Exercise data:
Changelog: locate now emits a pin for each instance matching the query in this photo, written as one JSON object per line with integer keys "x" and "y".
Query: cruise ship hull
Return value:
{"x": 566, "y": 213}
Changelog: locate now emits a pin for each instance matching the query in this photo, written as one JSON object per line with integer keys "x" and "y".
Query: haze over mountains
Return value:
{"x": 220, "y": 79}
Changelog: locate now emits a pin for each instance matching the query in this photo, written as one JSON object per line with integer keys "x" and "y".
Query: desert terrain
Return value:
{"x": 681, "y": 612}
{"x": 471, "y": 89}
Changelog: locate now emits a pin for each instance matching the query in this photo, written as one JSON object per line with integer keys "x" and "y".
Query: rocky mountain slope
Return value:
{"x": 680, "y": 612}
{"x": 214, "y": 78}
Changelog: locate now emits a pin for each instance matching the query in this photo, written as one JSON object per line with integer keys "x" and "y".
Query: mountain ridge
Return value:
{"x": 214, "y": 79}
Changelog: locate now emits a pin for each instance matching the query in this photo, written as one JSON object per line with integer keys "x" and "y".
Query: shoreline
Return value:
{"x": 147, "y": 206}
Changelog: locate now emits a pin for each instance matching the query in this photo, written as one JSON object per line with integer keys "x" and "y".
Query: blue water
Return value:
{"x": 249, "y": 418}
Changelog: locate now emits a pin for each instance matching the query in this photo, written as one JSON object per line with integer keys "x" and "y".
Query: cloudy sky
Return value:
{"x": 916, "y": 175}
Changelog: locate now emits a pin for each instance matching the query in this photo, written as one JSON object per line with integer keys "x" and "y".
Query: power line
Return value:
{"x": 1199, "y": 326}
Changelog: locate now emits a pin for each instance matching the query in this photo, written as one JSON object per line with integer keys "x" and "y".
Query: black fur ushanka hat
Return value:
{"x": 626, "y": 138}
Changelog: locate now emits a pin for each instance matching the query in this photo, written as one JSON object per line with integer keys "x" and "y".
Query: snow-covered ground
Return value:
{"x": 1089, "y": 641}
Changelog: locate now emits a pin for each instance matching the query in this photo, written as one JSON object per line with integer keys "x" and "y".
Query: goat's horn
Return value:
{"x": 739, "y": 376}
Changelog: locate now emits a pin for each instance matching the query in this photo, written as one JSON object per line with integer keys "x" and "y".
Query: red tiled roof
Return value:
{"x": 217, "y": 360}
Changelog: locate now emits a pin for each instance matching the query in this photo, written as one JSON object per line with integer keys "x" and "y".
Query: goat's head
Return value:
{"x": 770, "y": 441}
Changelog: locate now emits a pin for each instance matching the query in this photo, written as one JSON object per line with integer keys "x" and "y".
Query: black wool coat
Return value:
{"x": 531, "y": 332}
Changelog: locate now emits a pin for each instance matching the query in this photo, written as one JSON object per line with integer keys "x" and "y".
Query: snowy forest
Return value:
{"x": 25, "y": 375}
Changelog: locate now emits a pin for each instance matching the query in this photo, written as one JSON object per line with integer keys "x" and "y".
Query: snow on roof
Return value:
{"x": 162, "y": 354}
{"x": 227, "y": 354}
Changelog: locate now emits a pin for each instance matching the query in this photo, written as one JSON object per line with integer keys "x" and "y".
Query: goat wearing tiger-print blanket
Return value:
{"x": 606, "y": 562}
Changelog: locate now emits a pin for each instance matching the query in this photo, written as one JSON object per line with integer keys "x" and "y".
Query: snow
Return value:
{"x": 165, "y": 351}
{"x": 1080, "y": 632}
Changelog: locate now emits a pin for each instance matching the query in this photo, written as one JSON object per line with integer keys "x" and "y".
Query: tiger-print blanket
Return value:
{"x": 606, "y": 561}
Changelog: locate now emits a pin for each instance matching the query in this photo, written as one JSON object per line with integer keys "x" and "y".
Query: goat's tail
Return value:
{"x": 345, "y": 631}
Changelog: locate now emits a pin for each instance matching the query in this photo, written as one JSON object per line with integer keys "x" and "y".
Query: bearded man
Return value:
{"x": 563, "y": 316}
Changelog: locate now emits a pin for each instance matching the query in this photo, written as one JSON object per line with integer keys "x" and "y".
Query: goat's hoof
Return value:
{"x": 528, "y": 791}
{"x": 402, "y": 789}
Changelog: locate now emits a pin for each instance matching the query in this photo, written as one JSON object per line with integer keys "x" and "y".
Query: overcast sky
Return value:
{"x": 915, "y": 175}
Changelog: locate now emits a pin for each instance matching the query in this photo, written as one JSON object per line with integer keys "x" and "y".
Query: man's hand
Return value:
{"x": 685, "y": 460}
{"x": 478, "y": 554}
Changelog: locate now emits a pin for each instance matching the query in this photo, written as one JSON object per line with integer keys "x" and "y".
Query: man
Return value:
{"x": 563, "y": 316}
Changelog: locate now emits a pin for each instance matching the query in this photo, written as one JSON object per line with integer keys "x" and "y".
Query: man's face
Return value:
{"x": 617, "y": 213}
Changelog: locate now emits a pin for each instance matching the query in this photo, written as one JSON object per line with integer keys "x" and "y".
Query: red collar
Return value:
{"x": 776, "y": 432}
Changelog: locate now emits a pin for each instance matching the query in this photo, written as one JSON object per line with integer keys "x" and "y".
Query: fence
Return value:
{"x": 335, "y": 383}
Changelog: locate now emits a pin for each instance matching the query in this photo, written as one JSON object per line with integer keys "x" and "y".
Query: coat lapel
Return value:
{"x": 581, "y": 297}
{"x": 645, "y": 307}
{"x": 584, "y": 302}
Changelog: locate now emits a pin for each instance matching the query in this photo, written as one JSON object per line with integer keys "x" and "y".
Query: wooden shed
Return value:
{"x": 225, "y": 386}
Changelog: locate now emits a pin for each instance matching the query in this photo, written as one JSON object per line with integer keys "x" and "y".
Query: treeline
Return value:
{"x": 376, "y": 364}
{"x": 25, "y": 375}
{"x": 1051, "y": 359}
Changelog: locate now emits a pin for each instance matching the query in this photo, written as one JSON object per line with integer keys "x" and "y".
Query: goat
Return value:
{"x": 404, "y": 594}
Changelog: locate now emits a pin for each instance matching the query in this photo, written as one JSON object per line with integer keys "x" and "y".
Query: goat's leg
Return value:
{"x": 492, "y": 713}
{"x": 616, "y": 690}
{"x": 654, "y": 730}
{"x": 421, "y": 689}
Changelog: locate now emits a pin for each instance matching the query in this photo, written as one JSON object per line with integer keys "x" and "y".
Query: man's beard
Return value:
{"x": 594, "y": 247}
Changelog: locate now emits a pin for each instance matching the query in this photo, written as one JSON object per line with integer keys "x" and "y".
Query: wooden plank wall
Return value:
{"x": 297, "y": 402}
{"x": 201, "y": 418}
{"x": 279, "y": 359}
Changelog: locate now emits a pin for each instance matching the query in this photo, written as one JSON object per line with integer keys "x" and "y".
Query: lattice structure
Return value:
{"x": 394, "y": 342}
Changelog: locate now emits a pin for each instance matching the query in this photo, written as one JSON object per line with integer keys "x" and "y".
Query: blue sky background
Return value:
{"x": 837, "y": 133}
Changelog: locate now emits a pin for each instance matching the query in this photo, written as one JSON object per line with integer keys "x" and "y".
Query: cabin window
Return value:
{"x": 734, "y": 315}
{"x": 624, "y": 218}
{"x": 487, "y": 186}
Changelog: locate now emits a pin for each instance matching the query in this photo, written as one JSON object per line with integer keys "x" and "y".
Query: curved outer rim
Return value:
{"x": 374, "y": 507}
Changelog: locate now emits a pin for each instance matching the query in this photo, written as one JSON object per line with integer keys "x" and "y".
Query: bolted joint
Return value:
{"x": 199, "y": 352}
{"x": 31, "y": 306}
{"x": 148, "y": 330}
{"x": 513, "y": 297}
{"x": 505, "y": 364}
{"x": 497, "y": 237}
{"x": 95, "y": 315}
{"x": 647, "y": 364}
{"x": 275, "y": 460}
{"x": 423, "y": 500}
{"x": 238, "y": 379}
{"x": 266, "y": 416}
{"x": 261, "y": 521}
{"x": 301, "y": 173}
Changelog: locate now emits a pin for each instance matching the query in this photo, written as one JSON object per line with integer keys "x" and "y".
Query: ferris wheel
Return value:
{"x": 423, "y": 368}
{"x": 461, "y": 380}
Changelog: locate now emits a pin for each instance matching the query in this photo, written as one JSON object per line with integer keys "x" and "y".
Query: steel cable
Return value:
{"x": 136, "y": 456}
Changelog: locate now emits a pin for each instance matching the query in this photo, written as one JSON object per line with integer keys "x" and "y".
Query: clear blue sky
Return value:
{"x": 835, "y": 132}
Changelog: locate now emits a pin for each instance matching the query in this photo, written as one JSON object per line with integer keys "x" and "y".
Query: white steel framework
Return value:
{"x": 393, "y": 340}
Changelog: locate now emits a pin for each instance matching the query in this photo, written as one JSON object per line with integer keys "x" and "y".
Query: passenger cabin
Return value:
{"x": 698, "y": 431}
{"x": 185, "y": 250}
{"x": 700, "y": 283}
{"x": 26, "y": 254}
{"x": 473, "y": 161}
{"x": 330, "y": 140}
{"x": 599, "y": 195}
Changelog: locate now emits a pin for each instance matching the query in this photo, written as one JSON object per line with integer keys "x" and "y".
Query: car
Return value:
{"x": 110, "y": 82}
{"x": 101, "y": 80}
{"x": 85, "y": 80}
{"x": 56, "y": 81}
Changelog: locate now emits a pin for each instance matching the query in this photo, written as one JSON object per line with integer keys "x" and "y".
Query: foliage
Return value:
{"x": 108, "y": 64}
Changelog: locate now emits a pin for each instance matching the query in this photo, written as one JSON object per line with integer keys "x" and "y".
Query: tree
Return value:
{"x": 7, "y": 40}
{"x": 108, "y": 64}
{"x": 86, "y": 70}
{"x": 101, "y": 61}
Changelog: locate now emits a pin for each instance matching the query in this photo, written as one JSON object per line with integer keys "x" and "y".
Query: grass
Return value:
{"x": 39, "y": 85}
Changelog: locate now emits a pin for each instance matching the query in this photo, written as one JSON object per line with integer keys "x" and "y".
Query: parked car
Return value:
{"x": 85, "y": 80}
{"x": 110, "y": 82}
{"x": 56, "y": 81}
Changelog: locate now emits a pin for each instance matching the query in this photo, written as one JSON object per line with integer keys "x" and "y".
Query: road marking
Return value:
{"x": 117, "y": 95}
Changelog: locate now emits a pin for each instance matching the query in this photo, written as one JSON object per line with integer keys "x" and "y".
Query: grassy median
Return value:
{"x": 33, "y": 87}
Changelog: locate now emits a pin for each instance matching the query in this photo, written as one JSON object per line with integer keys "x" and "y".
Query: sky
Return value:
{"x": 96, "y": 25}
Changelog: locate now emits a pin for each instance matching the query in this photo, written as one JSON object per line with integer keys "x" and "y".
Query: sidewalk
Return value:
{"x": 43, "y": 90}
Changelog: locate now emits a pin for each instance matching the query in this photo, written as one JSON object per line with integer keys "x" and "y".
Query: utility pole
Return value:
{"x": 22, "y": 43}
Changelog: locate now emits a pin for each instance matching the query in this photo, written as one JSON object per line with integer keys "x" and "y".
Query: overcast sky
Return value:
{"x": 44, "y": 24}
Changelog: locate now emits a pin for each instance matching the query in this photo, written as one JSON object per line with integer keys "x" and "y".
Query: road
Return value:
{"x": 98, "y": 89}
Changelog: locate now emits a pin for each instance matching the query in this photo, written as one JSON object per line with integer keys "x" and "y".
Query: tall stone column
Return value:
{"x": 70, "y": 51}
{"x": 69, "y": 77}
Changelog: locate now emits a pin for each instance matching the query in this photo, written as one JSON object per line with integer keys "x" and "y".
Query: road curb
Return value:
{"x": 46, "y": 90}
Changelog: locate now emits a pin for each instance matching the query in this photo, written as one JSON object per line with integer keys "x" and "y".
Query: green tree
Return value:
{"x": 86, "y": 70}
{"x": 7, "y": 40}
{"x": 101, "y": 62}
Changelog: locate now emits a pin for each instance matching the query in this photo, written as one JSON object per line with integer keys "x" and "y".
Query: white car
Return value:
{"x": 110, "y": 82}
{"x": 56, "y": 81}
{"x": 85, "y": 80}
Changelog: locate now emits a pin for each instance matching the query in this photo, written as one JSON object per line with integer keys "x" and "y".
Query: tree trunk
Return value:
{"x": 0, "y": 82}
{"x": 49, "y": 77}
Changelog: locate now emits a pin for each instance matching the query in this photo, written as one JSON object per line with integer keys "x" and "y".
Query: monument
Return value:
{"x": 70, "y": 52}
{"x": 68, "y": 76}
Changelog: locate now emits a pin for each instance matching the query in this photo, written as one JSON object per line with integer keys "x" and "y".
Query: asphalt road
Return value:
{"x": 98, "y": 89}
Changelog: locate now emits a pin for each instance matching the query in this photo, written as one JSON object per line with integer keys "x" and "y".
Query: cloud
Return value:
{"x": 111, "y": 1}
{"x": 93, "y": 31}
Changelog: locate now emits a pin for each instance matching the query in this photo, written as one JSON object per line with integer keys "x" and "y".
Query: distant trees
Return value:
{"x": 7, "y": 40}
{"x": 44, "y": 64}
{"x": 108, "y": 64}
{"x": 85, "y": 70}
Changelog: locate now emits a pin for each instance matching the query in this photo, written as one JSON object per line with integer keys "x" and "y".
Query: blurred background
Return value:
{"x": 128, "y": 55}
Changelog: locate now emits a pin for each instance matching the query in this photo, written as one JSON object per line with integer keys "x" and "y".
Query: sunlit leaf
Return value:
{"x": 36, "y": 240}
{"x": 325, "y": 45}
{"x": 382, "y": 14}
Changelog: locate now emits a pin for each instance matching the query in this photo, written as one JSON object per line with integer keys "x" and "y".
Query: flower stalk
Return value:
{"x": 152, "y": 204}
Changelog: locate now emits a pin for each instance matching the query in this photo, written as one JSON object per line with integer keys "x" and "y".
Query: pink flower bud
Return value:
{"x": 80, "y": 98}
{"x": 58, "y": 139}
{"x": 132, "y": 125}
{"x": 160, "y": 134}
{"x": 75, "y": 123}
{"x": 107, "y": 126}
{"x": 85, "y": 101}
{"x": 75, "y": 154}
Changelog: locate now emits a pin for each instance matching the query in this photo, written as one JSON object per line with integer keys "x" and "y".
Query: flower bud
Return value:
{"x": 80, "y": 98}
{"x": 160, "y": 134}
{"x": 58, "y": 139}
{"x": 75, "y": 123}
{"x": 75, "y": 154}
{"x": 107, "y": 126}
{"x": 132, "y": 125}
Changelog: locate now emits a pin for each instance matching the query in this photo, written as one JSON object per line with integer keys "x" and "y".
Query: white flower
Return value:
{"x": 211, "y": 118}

Exercise brief: Some lines contain the word "steel". Pull each one out of the listing.

Final answer:
Query: steel cable
Query: white steel framework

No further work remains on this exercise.